[START OF Stored rows]

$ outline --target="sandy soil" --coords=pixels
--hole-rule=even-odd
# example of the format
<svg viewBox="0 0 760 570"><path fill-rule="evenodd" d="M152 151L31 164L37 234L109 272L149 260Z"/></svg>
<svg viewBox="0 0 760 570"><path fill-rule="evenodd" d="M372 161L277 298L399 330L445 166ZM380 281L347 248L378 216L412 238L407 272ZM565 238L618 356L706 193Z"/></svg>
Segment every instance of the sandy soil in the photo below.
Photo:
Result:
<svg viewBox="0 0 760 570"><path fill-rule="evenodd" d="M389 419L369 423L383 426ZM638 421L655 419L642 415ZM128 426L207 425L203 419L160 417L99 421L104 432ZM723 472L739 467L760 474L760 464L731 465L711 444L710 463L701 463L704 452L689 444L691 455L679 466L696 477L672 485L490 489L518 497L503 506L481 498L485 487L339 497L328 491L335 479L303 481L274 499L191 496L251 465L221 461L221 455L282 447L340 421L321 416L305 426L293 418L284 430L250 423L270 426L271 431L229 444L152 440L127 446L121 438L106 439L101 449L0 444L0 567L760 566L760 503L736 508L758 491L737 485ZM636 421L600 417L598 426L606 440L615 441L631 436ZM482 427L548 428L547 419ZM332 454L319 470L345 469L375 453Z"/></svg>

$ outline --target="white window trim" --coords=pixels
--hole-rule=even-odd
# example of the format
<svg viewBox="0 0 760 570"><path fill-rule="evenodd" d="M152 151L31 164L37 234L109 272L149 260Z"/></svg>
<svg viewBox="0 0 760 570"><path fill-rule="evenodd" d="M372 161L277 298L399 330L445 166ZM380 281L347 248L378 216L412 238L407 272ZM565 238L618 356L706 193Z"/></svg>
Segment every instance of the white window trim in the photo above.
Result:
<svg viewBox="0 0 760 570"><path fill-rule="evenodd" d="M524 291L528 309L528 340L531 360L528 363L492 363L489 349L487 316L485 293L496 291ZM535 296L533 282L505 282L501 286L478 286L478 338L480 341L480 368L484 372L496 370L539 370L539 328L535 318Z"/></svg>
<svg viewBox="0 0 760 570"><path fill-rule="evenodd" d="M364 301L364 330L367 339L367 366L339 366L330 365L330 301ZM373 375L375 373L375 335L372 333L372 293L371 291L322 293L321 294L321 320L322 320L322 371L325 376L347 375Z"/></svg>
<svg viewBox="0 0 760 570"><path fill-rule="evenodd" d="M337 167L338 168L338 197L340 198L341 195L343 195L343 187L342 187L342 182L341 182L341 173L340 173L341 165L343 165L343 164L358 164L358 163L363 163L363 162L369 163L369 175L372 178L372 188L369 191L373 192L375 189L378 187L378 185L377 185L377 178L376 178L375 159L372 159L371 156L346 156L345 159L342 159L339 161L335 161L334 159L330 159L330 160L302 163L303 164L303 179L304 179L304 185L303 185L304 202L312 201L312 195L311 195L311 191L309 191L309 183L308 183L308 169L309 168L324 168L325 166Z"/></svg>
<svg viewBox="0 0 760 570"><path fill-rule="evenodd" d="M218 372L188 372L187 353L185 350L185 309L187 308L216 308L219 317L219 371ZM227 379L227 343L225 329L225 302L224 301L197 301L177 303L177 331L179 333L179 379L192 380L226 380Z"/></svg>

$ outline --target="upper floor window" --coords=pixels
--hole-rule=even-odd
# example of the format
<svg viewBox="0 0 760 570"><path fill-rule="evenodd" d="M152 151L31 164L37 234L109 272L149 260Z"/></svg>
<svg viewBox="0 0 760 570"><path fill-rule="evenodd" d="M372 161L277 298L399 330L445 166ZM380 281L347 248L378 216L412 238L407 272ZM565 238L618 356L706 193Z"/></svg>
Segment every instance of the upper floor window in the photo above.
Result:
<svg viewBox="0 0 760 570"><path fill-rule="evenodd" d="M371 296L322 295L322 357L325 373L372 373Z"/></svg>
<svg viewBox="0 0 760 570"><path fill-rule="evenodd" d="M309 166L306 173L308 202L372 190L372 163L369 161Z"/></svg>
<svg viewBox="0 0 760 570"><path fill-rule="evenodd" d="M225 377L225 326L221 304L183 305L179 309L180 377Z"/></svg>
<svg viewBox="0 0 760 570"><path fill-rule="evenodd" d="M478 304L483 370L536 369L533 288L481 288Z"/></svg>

[END OF Stored rows]

• [Task details]: Identify every line in the records above that contains the word "upper", and copy each of those lines.

• [Task solution]:
$ outline --target="upper floor window" --coords=pixels
Segment every instance of the upper floor window in the photo above.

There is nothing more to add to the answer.